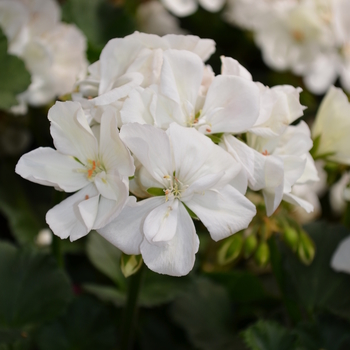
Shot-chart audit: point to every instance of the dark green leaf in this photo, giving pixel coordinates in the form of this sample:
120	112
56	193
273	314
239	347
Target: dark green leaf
267	335
327	332
33	289
88	325
105	257
14	78
204	312
317	286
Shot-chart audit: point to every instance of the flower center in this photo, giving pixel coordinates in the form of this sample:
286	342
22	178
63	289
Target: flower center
175	188
92	168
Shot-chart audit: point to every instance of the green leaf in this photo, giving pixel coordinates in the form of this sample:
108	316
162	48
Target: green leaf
14	78
231	249
130	264
99	20
106	293
33	289
106	258
88	325
267	335
204	312
156	290
155	191
242	286
326	332
318	286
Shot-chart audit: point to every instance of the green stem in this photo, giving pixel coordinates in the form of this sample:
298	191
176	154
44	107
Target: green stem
56	246
57	250
130	312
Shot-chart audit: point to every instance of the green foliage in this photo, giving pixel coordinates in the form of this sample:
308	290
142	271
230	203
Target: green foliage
14	78
204	312
33	290
105	257
267	335
317	286
99	20
87	325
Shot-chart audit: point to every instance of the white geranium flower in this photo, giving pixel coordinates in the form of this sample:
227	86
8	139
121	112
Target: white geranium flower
274	165
184	8
135	60
341	258
332	126
188	170
93	162
223	104
53	52
279	105
153	18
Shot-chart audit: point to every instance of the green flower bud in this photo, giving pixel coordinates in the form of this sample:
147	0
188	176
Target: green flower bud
262	254
250	244
291	237
130	264
231	249
306	248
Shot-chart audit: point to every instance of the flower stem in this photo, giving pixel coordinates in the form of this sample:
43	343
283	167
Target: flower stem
130	312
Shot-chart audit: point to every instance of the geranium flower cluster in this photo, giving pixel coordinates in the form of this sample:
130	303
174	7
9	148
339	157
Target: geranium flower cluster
151	118
309	37
53	52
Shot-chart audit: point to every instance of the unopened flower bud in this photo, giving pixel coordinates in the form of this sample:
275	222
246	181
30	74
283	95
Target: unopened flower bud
306	249
291	237
231	249
249	246
262	254
130	264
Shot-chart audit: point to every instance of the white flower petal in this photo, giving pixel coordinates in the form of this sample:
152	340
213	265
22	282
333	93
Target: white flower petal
65	219
88	210
223	212
161	223
181	8
181	77
151	147
232	104
293	199
175	257
48	167
71	132
341	258
126	230
212	5
113	152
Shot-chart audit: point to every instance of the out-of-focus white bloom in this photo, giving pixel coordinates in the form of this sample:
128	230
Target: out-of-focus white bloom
309	37
332	126
93	162
135	60
230	103
339	194
311	192
53	52
44	237
188	170
276	164
279	105
153	18
341	258
184	8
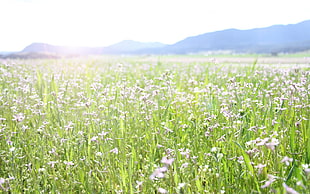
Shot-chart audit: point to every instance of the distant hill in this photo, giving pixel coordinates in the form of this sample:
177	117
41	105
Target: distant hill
273	39
277	38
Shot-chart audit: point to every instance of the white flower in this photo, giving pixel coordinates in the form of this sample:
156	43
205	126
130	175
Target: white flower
161	190
287	160
181	185
68	163
159	173
115	151
289	189
166	161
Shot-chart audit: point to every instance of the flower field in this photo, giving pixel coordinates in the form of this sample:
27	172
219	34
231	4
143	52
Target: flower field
123	125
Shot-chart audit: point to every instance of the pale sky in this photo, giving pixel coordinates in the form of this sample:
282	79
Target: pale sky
105	22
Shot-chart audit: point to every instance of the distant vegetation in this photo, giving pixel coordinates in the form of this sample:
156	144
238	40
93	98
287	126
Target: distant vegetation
270	40
168	125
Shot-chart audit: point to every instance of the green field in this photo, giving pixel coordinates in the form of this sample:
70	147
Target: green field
154	125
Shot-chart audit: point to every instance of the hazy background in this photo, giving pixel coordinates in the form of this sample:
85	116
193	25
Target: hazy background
100	23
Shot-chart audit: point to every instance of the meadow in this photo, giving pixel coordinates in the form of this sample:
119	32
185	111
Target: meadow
129	125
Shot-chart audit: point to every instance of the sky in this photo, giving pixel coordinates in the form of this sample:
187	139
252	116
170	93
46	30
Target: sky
96	23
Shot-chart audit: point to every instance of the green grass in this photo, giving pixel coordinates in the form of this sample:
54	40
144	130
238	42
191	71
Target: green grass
112	125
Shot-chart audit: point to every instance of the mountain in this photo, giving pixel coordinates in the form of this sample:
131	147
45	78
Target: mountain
277	38
273	39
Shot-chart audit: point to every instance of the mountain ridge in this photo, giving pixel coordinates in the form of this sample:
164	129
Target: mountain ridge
272	39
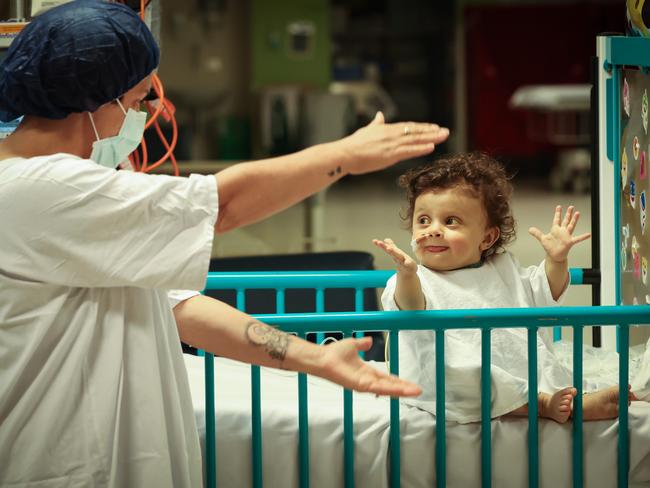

++++

- What you will do
Print verbatim every line above, apart from the pictures.

- Solution to the exercise
Shot-chart audit: point to every instance of the dark green leaf in this photo, giving pixel coordinates in the form of this sample:
120	112
56	193
273	314
239	347
Target: dark green leaf
267	335
327	332
33	289
88	325
105	257
14	78
204	312
317	286
Shot-chart audit: point to every instance of the flower center in this photo, giving pixel coordinates in the form of this sample:
286	342
22	178
63	289
Target: flower center
175	188
92	168
Shot-chart audit: point to every instance of the green leaf in this photo, giving pixel coordinates in the form of this sample:
108	316
162	48
Target: green leaf
14	78
231	249
130	264
99	20
106	293
33	289
106	258
88	325
267	335
204	312
156	290
155	191
242	286
326	332
318	286
Shot-chart audit: point to every instance of the green stem in this photo, giving pixel coordinates in the form of this sample:
298	191
176	154
44	107
Target: green stem
56	246
57	250
130	312
Shot-chart audit: point to every instance of the green foliage in this photo, giving pixel coordinates in the form of this sample:
308	290
142	271
230	203
Target: green foliage
14	78
204	312
33	290
105	257
267	335
317	286
99	20
87	325
Shot-chart audit: point to every instance of the white geranium flower in this photo, giving pixel coordinates in the form of this sample:
227	86
8	139
121	112
Target: white geranium flower
274	165
184	8
135	60
341	258
332	126
188	170
93	162
223	104
53	52
279	105
153	18
Shot-chart audit: point to every instance of the green flower bud in this photo, giving pixel coordinates in the form of this sample:
147	0
188	176
Target: green flower bud
262	254
250	244
291	237
130	264
231	249
306	248
Shot-chart audit: point to every instance of the flower stem in this photo, giving pixel coordinates in the form of this sample:
43	343
283	167
Target: flower stem
130	312
Shot-chart audit: point to every instance of the geranium flower cluster in this photo, giving pixel coordinates in the form of this sample:
130	303
174	7
9	148
339	157
Target: geranium flower cluster
151	118
309	37
53	52
Shot-chart audit: point to every instance of the unopened flower bud in this photo, giving pixel coordinates in the form of this sample:
275	222
246	181
30	74
283	95
Target: unopened flower bud
306	249
291	237
231	249
249	246
262	254
130	264
Shot-chart audit: point to every instance of the white flower petal in this photo, giving pixel coordinates in the form of this sample:
152	340
213	265
22	282
333	93
Target: white flower petal
65	219
88	210
223	212
161	223
181	8
181	77
151	147
232	104
293	199
175	257
48	167
71	132
341	258
126	230
212	5
113	152
Shot-chart audit: point to every instance of the out-of-focus white bloom in this photo, giving pixel coordinates in the form of this sample:
128	230
Target: out-of-focus white bloom
309	37
332	126
93	162
135	60
230	103
339	194
311	192
53	52
44	237
188	170
276	164
279	105
153	18
341	258
184	8
Shot-chart audit: point to every instance of the distant hill in this photo, giving pixel coordinates in the form of this sample:
177	117
41	105
Target: distant hill
273	39
277	38
Shot-chart audit: point to every instance of the white flower in this photo, giving pixel coordinates in the form of this sample:
156	43
205	126
130	175
Target: white flower
161	190
287	160
181	185
68	163
159	173
115	151
289	189
166	161
Shot-chart audit: point to every instance of the flower field in this photo, giving pixel coordinates in the form of this sample:
27	172
219	34
231	4
143	52
Target: flower field
123	125
Shot-chart audit: point to every instance of the pale sky in this photo, giving pixel coordinates in the form of this sample:
282	79
Target: pale sky
105	22
Shot-chart audit: point to every instance of the distant vegetation in this photo, giving pixel coordinates in the form of this sample:
156	144
238	40
93	98
287	126
Target: distant vegetation
270	40
168	125
Shot-chart audit: point to every instance of the green field in this photo, giving pixel coordinates in the form of this sample:
70	147
Target: green field
154	125
Shot-chart audit: point to every instance of the hazy background in this photo, giving pixel coordinates in the form of this sample:
85	116
193	25
Target: hazy background
100	23
Shot-chart audit: point to every instance of the meadow in this photo, giving pixel coordinates in the form of this sample:
119	32
185	111
Target: meadow
129	125
Shot-chart audit: point to every instance of the sky in this photo, giving pixel coordinates in the form of this sample:
187	139
252	116
170	93
46	30
Target: sky
96	23
Shot-chart audit: point to every instance of the green grass in this photo, giving pixel coordinates in the form of this sample:
54	40
144	130
238	42
191	71
Target: green grass
112	125
Shot-chart audit: point to every instance of the mountain in this photo, giving pixel coordinates in the form of this sample:
131	147
45	78
Target: mountain
277	38
273	39
Shot-chart audit: point to every instance of the mountain ridge in this photo, giving pixel coordinates in the form of this sample:
164	129
Target: mountain ridge
272	39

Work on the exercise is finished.